| Input records |
══════════════════════════════

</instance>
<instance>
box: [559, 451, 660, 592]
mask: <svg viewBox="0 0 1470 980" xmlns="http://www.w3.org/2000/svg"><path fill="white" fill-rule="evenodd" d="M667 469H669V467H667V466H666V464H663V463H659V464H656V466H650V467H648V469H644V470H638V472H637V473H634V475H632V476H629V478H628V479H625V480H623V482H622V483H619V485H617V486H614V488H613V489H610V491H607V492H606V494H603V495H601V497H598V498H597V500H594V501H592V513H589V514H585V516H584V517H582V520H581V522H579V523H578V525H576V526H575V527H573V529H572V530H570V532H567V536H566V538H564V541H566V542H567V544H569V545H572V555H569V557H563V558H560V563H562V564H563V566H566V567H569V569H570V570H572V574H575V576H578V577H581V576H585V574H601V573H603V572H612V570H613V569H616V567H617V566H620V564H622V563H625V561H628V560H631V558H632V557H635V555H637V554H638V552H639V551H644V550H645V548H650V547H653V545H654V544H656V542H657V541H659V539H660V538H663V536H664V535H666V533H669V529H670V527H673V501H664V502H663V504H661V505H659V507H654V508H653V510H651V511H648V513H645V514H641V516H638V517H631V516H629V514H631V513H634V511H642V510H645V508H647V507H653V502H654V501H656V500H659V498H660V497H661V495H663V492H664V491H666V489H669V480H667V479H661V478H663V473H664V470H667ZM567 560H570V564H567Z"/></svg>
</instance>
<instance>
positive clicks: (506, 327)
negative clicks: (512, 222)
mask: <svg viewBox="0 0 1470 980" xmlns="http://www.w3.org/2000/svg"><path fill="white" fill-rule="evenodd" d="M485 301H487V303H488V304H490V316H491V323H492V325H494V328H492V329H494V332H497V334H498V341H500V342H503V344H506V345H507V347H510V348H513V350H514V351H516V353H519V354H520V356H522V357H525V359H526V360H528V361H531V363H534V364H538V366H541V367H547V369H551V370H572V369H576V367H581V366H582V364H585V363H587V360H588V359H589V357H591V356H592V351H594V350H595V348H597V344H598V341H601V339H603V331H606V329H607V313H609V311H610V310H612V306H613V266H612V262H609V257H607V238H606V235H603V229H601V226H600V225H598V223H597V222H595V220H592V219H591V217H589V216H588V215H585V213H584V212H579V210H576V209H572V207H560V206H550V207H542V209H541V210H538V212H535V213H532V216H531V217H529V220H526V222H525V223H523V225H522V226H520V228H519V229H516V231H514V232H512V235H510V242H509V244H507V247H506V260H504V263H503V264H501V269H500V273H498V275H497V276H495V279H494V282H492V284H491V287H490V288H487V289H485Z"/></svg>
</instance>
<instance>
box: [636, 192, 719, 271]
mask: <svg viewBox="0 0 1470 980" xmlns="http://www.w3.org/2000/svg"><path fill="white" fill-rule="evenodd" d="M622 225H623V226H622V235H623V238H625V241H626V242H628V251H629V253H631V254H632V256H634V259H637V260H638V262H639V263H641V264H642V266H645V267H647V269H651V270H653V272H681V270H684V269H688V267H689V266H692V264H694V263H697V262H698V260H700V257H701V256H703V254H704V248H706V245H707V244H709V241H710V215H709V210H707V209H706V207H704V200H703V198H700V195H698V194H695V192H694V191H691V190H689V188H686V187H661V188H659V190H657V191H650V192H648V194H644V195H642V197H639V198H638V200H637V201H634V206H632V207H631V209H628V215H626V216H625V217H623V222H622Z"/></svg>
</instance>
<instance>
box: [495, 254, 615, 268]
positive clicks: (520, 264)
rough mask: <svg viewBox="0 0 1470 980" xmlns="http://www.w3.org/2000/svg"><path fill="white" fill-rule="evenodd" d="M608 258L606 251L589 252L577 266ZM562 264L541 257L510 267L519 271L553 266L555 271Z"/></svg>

══════════════════════════════

| What is needed |
Across the whole listing above, report each line that includes "positive".

| Response to the task |
positive clicks: (506, 327)
positive clicks: (520, 264)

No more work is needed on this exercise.